Porque resolveu criar a Fundação?
Para ajudar as crianças. Gostava que algumas pudessem, um dia, passar pela experiência por que eu passei, sentir o carinho que os portugueses me dão.
Que lição costuma passar aos miúdos?
Que não basta o talento. É preciso capacidade aqui [Francis aponta o indicador à cabeça] para ultrapassar os maus momentos. Estes jovens precisam do exemplo de alguém que nunca tenha desistido. Há muitos miúdos pelo País fora com talento, mas que quando estão em baixo não conseguem levantar-se. É nessas alturas que se percebe se temos ou não o que é preciso para sermos campeões. Eu falo-lhes da minha história, das dificuldades porque passei na vida. Na Nigéria, não contava com o apoio que encontrei aqui. Os meus pais não tinham dinheiro. Tinha de ser eu a fazer tudo sozinho, sem ajuda. E comer uma vez por dia e treinar duas não é fácil…
É isso que faz a diferença entre um grande atleta e um atleta mediano?
Acho que sim. Em todos os desportos de alto nível. Conseguir passar os momentos difíceis. Treinar hoje a tentar fazer melhor do que ontem.
Há alguma coisa que lhes diga para evitarem? Para terem cuidado?
Digo-lhes para não fumarem, não sairem demais e pensarem sempre primeiro na escola, nos estudos. Resistir aos maus exemplos. Mas o maior problema não vem dos jovens, vem da família. O importante é termos uma boa vida familiar. Se o ambiente em casa é feito de discussões entre pai e mãe, o filho acaba por ficar perdido.
O que espera dos miúdos que a Fundação apoia?
Não estou à espera de grandes feitos. Espero que estejam contentes com o que fazem. Importante é viverem um momento bom na sua vida. Se chegarem a um alto nível, óptimo. Se não chegarem, não há problema.
O que têm eles em comum uns com os outros? O que faz deles especiais?
Estão psicologicamente muito bem preparados. Isso é que é importante. É o que têm de mais forte. Menos o Cristiano [futebolista], que precisa de mais apoio.
E é isso que também têm em comum consigo? A força psicológica?
Bem, no meu caso é diferente. Em África passa-se fome. É uma vida difícil, muito diferente daqui, que nos prepara para muita coisa. Quem aqui acha que vive com problemas, que vá a África ver o que é viver com dificuldades. Eu e os meus irmãos passámos muitas, muitas dificuldades. Às vezes passávamos o dia inteiro sem comer. Mas mesmo assim andávamos contentes. A minha mãe dizia sempre que amanhã era outro dia. Essa mensagem é importante: amanhã tudo pode melhorar.
Quando nasceu a ideia de criar esta Fundação?
Já a tinha há muito tempo. A minha mãe gosta muito de crianças e passou-me essa paixão. Sempre me disse que se ganhasse muito dinheiro tinha de ajudar muitas crianças. Para que serve o dinheiro? Quem tem muito tem de ajudar.

O que vai fazer
1 - Reproduza sem alterações o trecho da entrevista que vai de "O que têm eles" até "de mais apoio.", incluindo ambos.
2 - Segundo a entrevista, porque é que uma boa vida familiar é tão importante para os jovens?
3 - Enumere todos os conselhos que o entrevistado diz dar aos miúdos quando lhe perguntam o que devem evitar ou com que devem ter cuidado.

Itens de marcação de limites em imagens
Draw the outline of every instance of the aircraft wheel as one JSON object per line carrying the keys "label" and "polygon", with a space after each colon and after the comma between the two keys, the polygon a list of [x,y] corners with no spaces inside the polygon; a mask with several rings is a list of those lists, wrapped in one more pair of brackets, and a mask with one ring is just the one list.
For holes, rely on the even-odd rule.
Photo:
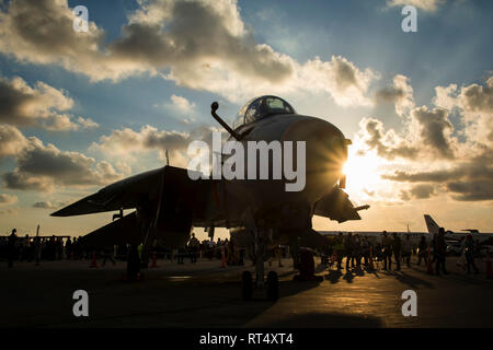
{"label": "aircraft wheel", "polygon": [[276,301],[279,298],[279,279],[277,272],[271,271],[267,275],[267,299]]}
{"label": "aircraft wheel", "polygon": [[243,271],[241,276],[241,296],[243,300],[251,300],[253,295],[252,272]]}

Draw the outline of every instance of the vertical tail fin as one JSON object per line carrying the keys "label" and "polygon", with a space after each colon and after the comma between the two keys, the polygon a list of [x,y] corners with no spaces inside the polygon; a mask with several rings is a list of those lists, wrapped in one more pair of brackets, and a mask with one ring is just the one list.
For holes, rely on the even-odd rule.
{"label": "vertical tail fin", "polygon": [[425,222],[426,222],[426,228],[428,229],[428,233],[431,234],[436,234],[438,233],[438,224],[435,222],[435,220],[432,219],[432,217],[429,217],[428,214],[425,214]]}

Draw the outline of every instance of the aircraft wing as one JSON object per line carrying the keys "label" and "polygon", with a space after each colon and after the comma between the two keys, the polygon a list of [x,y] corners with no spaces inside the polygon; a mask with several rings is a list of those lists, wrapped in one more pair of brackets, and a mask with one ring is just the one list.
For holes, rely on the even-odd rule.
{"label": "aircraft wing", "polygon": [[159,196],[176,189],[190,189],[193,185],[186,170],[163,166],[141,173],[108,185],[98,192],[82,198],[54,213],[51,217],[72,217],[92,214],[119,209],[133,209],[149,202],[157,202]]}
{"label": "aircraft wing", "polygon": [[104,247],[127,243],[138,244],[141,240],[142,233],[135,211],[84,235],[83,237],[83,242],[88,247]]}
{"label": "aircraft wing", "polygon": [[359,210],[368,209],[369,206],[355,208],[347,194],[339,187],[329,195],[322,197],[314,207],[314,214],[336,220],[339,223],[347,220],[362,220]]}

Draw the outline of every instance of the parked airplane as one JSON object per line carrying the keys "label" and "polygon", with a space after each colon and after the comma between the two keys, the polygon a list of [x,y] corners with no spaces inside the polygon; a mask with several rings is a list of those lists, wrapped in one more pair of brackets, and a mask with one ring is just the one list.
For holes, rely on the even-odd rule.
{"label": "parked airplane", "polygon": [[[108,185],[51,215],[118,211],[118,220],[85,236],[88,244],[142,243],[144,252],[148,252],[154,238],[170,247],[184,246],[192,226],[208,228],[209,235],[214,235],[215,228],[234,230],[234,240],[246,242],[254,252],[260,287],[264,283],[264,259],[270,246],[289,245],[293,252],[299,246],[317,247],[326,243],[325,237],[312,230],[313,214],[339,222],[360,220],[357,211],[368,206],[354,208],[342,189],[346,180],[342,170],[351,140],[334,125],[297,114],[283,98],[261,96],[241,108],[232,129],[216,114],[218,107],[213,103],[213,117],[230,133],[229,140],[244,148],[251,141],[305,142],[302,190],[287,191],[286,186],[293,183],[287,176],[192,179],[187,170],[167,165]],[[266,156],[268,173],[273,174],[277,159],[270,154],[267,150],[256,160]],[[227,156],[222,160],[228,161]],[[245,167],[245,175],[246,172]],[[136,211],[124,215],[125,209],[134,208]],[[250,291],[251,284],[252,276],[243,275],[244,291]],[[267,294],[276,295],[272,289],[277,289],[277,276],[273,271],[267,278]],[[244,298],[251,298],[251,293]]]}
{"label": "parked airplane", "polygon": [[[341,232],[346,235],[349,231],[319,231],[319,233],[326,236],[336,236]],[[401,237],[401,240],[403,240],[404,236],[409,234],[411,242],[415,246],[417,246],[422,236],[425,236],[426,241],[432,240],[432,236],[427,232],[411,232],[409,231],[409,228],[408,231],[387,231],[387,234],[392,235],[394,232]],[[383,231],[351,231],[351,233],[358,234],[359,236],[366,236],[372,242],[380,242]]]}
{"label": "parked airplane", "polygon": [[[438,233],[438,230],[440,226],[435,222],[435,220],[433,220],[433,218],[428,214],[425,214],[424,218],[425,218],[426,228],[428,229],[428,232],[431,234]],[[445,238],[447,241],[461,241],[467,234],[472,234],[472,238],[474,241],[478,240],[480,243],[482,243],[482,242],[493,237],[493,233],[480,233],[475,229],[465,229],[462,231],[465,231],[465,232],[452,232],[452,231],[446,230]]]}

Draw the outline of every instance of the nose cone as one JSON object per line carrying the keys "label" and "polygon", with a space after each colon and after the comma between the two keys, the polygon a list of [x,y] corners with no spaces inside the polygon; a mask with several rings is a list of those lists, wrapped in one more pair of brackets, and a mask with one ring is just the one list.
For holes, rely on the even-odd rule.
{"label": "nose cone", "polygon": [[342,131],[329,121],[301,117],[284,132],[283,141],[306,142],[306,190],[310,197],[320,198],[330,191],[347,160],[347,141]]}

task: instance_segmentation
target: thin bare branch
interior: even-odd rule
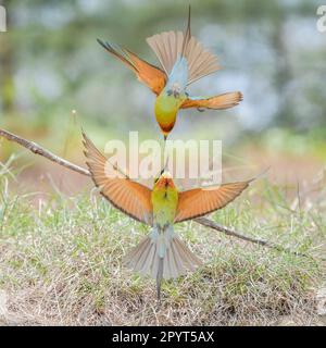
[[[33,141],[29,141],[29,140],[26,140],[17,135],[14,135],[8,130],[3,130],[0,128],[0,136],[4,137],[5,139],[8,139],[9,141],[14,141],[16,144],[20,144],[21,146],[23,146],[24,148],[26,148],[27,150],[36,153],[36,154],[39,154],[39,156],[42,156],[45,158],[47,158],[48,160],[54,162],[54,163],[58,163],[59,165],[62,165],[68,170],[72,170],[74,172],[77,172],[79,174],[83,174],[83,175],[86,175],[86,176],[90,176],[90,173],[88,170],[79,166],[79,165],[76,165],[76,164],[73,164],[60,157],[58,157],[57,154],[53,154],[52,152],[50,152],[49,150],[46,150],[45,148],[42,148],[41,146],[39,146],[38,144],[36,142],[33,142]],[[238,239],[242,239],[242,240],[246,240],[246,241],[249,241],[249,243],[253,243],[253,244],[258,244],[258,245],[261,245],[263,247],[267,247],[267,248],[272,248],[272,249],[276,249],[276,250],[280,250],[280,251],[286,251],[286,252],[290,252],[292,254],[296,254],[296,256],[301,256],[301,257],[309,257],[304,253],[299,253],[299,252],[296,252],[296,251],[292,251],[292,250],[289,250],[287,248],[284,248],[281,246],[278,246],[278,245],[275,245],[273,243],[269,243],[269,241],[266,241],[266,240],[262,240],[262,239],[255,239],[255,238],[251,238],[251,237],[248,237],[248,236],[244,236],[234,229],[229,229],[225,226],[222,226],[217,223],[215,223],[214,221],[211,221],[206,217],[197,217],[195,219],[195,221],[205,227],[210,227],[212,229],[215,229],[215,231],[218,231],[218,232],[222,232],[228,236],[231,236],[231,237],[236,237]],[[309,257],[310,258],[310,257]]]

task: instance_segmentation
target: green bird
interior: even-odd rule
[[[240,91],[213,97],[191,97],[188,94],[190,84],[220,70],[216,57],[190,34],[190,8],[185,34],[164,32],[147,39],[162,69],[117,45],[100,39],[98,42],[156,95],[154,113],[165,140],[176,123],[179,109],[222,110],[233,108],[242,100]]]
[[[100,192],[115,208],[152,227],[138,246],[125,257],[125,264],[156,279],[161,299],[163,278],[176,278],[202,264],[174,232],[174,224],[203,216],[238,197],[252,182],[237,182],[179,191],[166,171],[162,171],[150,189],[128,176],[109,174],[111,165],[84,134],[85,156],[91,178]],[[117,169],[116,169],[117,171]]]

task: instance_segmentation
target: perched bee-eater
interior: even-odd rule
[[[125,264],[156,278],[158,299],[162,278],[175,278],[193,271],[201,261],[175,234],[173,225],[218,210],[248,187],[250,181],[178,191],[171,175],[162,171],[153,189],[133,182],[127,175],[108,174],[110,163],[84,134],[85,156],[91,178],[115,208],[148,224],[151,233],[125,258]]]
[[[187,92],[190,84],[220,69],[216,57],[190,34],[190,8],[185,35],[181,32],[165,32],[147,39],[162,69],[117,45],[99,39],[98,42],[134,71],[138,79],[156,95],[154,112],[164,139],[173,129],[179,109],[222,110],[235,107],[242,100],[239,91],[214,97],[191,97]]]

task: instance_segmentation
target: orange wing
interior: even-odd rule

Resultados esperados
1 -
O que têm eles em comum uns com os outros? O que faz deles especiais?
Estão psicologicamente muito bem preparados. Isso é que é importante. É o que têm de mais forte. Menos o Cristiano [futebolista], que precisa de mais apoio.

2 - Porque, se o ambiente em casa for feito de discussões entre o pai e a mãe, o filho acaba por ficar perdido.

3 -
- Não fumarem
- Não saírem demais
- Pensarem sempre primeiro na escola, nos estudos
- Resistirem aos maus exemplos